Rock ’n‘ Roll – wow!

Erst ein halbes Jahr ist es her, dass unsere Münchner Lieblingsrocker von The Legendary zusammen mit den Norwegern Pristine den Backstage Club aufgemischt haben, für den heutigen Abend stehen sie wieder auf dem Programm. Bei vielen anderen Bands würde man sich denken: „Nu ja, dann lass ich das dieses Mal ausfallen, ist zur Zeit ja eh so viel anderes los.“ Doch nicht bei diesem Package, denn von „Let’s get a little high“ (immer eine gute Empfehlung) und Heidis Wahnsinnsstimme und Bühnenpräsenz kann man einfach nicht genug bekommen. Neue Alben haben beide Bands nicht im Gepäck, das macht aber nichts, man ist dadurch perfekt eingegroovt und sofort drin im Konzert. Das zudem laut Facebook-Seite von The Legendary etwas früher als geplant anfangen soll, also nichts wie rein in die Stiefel, Kamera gepackt und ab ins Backstage.

> **ANGEZEIGTE EINTRÄGE**

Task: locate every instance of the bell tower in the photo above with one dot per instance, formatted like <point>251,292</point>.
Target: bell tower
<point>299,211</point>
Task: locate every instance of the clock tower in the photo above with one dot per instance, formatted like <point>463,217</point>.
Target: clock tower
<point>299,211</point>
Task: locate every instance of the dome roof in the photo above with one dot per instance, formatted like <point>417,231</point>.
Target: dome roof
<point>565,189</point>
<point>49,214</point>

...

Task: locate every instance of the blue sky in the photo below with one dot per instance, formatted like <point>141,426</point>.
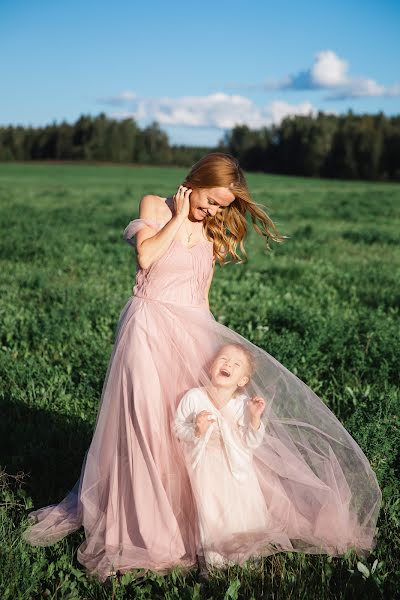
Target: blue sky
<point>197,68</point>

---

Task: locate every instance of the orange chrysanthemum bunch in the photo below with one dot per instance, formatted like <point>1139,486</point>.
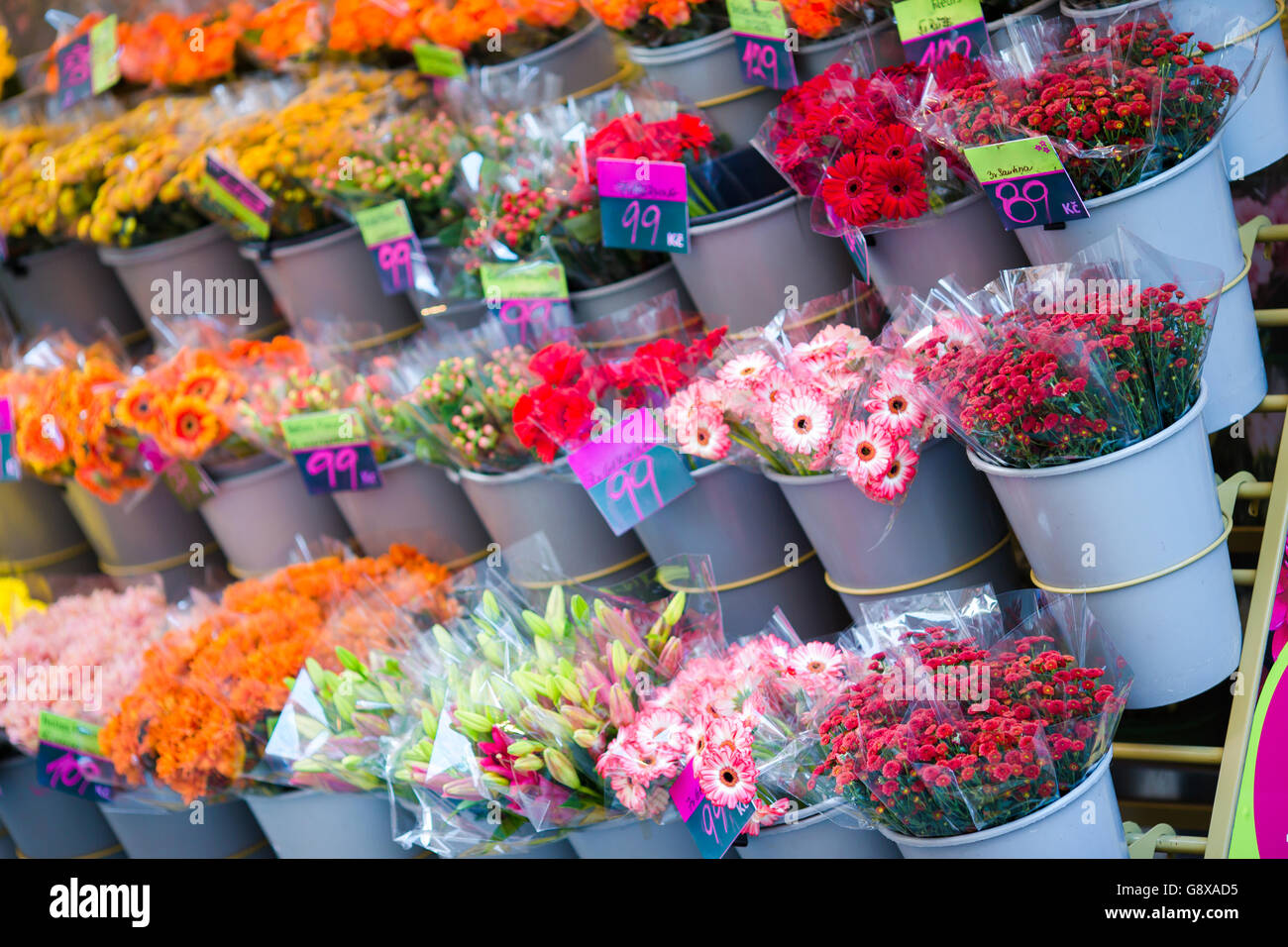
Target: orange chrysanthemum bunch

> **KURZE AUFGABE 1**
Mit welcher Band haben The Legendary laut dem Konzertbericht vor einem halben Jahr den Backstage Club aufgemischt?
> **KURZE AUFGABE 2**
Zähle alle Dinge auf, von denen man laut dem Konzertbericht einfach nicht genug bekommen kann.
Stütze dich ausschließlich auf den Text.

> **ANTWORT 1**
Mit den Norwegern Pristine.

> **ANTWORT 2**
„Let’s get a little high“, Heidis Wahnsinnsstimme und Heidis Bühnenpräsenz.